Region pointing data
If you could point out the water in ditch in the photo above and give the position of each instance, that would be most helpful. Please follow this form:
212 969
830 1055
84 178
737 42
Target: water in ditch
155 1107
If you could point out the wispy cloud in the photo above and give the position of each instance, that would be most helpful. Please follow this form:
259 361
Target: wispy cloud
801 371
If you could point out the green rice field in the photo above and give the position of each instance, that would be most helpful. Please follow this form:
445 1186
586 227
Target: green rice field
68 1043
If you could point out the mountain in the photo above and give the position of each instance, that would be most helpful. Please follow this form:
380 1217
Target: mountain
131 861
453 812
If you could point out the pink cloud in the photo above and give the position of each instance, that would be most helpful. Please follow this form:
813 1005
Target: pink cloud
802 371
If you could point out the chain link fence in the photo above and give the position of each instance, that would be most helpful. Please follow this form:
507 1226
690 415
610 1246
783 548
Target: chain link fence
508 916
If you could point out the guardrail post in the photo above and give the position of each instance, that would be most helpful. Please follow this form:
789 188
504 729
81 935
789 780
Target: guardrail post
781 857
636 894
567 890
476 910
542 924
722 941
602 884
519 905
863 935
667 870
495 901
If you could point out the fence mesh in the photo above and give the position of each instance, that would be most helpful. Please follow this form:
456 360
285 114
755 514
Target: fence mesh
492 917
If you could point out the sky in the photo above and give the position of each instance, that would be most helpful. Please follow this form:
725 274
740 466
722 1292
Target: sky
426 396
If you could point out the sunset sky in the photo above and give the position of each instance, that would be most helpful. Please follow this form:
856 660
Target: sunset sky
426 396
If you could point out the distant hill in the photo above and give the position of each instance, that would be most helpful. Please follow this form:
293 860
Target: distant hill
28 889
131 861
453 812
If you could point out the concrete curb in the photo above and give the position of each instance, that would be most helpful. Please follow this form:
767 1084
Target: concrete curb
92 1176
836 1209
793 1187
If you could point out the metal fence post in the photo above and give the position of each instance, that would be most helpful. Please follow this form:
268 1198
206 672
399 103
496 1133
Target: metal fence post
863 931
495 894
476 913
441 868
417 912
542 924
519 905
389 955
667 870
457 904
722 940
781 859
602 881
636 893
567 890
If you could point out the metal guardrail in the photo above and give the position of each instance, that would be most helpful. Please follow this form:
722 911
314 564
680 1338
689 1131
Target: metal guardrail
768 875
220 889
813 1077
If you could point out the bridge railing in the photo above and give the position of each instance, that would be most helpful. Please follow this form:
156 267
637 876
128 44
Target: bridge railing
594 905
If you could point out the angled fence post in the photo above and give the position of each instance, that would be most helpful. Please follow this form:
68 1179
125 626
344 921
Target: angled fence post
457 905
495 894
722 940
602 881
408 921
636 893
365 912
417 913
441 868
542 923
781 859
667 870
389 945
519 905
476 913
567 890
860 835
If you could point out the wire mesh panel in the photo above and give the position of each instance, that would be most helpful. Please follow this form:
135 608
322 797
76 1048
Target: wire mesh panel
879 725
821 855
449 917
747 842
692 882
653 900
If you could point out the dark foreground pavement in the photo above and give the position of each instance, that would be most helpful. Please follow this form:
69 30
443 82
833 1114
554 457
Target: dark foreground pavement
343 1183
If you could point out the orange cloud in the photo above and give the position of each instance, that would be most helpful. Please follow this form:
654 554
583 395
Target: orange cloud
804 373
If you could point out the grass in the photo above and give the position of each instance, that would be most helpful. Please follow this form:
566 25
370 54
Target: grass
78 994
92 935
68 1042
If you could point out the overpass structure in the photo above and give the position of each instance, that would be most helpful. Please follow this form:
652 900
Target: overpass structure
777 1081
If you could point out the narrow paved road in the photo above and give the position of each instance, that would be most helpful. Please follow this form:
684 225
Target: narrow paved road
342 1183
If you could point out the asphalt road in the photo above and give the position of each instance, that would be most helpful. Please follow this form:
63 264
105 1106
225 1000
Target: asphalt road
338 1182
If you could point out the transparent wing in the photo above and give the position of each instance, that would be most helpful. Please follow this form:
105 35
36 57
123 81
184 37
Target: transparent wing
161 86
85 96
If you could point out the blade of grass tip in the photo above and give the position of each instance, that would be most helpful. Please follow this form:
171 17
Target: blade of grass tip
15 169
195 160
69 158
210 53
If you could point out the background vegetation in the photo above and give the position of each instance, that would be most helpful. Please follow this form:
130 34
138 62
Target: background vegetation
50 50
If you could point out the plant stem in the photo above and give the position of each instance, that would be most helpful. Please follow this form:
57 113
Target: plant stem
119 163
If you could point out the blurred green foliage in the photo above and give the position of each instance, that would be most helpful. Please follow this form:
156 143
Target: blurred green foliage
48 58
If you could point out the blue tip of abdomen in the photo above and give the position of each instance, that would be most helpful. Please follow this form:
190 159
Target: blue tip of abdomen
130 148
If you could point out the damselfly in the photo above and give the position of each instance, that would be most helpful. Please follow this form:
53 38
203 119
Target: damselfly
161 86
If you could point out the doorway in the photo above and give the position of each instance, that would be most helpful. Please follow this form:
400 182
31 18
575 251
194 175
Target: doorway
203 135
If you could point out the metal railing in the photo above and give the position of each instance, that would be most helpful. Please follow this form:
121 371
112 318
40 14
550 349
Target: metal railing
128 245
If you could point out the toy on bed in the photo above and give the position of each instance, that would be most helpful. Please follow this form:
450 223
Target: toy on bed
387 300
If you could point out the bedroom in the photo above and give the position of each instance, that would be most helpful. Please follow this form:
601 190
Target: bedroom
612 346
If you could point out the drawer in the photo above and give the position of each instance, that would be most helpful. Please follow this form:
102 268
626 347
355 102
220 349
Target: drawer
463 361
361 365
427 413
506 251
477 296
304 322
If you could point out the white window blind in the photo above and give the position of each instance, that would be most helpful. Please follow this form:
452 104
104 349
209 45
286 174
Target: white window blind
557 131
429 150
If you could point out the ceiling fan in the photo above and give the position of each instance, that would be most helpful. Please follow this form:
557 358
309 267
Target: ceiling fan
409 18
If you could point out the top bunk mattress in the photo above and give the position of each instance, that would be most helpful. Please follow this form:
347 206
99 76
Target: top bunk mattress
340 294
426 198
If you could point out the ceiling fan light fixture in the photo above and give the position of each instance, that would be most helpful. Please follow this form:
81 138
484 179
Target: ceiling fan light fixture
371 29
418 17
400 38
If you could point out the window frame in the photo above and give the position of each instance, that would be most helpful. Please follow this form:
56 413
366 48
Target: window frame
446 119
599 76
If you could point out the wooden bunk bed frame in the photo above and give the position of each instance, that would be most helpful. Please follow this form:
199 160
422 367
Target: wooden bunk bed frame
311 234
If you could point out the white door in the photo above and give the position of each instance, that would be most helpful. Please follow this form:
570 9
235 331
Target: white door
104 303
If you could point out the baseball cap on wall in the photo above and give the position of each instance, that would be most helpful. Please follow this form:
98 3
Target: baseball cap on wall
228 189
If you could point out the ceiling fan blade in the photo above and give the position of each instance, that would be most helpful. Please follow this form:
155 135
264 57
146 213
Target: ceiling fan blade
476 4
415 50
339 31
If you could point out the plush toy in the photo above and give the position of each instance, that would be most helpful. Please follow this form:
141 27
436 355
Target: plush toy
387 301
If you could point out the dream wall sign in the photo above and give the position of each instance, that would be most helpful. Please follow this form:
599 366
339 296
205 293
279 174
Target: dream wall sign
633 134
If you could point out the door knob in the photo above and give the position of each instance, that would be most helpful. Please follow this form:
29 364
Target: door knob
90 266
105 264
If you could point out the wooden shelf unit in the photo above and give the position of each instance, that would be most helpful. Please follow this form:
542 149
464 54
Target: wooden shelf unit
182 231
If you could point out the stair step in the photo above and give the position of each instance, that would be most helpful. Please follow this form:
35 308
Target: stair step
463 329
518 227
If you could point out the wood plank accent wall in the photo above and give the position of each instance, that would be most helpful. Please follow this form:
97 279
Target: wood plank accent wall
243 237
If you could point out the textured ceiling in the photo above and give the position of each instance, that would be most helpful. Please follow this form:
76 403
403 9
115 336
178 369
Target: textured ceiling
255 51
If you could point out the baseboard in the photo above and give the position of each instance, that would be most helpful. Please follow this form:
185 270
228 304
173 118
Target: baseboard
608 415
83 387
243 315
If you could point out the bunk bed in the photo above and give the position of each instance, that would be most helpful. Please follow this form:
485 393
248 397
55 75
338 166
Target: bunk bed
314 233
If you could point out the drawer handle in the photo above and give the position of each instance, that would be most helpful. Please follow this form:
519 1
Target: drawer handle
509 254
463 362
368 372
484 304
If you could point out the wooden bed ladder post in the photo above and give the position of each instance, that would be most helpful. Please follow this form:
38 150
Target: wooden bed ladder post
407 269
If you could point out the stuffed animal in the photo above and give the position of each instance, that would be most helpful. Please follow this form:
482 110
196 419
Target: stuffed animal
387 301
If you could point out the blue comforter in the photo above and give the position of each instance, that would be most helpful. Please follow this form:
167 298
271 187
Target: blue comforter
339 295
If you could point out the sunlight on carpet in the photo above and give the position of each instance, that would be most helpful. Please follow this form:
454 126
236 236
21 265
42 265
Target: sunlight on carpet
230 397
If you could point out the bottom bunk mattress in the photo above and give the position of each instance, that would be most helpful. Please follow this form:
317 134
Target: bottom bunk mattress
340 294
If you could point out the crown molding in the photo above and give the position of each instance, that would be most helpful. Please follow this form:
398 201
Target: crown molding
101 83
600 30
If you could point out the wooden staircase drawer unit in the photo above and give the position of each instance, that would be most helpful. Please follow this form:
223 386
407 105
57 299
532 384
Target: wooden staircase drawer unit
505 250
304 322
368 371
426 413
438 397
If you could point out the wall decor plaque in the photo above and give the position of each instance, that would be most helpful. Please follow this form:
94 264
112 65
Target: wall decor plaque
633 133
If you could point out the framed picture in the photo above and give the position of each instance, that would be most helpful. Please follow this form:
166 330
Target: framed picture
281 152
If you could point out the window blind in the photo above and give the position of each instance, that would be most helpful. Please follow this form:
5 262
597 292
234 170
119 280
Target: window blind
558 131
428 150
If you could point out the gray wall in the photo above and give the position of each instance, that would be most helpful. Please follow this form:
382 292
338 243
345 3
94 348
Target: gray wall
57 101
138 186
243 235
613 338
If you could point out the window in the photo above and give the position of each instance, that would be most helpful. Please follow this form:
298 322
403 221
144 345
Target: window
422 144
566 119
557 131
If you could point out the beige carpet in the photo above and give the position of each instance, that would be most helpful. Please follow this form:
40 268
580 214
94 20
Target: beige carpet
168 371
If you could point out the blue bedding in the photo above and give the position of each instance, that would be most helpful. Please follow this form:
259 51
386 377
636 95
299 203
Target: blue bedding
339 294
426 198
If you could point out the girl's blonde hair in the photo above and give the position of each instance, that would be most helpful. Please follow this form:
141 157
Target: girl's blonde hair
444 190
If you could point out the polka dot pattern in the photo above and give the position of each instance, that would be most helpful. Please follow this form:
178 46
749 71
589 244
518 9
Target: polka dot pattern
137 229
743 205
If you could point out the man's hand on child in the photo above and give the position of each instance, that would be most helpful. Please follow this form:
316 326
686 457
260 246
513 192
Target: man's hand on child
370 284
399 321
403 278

**Exercise requirements:**
Extract exactly the leading lines of the data, stopping at and including the line with "If you could point out the green".

**Problem solution:**
If you could point out the water in ditch in the photo above and give the position of each instance, that would be most helpful. Please follow this form:
212 969
830 1055
84 178
737 42
Target: water in ditch
155 1107
If you could point out the wispy cloud in the photo above and give the position of each instance, that would be most helpful. Please follow this form:
259 361
Target: wispy cloud
801 371
If you could point out the green rice field in the photo above and give the position of each instance, that would be most helpful. Please follow this form:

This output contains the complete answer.